> **Do this**:
Which lines of the records below contain the string "snake", matching case exactly? Show each of those lines in full.
--- Task material ---
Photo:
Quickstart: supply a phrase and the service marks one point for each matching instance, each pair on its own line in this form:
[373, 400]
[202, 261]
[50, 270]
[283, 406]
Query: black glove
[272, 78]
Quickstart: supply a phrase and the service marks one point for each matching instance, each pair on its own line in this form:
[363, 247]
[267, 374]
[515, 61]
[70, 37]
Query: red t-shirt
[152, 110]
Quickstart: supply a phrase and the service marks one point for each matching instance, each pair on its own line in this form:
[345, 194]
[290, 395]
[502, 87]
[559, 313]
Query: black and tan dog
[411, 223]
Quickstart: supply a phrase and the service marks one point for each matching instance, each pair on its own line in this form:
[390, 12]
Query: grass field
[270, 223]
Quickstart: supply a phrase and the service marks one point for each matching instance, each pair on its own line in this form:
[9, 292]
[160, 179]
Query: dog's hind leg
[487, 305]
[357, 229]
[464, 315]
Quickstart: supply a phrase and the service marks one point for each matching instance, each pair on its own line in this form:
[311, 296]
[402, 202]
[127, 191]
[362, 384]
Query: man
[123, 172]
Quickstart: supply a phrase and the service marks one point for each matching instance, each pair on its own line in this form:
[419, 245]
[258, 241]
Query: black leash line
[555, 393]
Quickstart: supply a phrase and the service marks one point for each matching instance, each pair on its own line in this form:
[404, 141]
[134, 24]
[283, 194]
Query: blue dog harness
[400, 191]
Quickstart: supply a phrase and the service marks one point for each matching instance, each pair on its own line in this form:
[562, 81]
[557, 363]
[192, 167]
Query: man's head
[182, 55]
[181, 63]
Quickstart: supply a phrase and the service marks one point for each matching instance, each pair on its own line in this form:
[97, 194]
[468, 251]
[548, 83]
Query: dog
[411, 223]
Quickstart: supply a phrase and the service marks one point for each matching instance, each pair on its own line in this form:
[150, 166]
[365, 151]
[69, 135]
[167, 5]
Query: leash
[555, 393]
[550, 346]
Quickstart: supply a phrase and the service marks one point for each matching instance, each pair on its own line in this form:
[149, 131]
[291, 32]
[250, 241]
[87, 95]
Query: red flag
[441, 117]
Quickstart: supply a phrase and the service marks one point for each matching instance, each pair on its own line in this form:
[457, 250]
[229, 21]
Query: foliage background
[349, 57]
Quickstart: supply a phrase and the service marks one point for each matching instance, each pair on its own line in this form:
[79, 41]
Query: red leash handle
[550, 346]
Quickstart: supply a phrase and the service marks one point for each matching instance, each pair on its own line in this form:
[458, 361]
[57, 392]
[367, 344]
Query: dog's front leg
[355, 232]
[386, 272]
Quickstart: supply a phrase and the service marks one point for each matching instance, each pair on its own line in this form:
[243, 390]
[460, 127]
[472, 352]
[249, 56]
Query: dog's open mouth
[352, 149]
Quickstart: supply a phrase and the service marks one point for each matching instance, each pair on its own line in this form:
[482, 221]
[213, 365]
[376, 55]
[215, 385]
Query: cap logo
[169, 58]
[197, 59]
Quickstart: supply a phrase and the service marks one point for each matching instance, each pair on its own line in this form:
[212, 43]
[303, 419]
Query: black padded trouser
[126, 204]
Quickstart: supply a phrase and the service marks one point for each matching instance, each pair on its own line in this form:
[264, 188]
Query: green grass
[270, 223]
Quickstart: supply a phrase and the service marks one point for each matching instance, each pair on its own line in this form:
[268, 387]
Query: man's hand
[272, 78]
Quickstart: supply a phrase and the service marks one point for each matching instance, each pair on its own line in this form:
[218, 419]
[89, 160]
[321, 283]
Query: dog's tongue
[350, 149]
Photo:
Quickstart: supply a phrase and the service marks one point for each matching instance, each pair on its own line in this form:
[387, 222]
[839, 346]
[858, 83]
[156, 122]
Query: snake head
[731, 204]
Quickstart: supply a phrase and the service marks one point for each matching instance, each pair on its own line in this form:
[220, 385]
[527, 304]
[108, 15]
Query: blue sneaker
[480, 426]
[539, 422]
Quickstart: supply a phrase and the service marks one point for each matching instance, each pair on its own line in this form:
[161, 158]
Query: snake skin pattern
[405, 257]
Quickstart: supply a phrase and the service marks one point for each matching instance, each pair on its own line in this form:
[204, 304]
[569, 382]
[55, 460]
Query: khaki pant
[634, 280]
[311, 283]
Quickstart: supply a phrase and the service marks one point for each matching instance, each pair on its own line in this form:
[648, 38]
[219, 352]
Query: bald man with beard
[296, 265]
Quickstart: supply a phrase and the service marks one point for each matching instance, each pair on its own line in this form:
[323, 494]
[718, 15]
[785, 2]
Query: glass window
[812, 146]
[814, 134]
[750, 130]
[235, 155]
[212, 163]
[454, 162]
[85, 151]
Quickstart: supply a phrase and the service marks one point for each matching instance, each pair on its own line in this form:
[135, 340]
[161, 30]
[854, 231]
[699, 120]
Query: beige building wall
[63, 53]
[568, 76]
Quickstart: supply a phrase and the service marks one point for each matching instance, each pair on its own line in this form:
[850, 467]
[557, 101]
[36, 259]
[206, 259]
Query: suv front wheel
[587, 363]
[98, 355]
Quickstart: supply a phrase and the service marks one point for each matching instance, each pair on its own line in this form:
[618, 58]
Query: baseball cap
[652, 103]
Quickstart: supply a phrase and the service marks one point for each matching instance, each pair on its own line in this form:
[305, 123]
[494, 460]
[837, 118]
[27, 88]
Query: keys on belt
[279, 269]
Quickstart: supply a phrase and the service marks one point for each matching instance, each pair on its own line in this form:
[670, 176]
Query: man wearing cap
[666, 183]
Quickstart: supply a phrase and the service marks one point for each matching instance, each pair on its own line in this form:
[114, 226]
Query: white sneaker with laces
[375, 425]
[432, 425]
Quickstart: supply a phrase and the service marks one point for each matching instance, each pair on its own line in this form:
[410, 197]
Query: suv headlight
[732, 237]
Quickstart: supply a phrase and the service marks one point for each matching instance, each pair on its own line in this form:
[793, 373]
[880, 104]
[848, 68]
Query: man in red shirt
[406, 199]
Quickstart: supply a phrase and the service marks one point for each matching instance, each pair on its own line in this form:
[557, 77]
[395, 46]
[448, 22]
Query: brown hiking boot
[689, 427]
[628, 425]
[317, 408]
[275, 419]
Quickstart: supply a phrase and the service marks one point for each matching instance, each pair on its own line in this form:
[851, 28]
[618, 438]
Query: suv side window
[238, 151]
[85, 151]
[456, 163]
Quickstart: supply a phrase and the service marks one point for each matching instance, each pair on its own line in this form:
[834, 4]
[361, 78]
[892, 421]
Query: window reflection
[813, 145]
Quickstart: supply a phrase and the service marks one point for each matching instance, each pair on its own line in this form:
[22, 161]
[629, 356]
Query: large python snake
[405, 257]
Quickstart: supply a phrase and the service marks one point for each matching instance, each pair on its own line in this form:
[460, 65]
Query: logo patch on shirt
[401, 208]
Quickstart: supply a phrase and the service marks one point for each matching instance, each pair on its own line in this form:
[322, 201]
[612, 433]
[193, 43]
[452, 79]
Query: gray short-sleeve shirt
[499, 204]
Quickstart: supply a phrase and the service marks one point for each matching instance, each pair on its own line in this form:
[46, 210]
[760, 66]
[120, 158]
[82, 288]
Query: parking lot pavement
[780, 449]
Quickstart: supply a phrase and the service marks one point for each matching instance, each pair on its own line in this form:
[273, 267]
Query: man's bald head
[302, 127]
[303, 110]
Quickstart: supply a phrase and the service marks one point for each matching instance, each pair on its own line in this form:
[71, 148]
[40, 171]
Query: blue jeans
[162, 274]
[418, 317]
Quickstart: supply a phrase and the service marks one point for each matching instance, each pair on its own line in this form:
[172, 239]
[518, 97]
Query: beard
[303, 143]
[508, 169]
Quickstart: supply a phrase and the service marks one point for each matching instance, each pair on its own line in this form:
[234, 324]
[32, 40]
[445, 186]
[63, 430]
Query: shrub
---
> **Answer to this problem**:
Query: snake head
Query: snake skin pattern
Query: large python snake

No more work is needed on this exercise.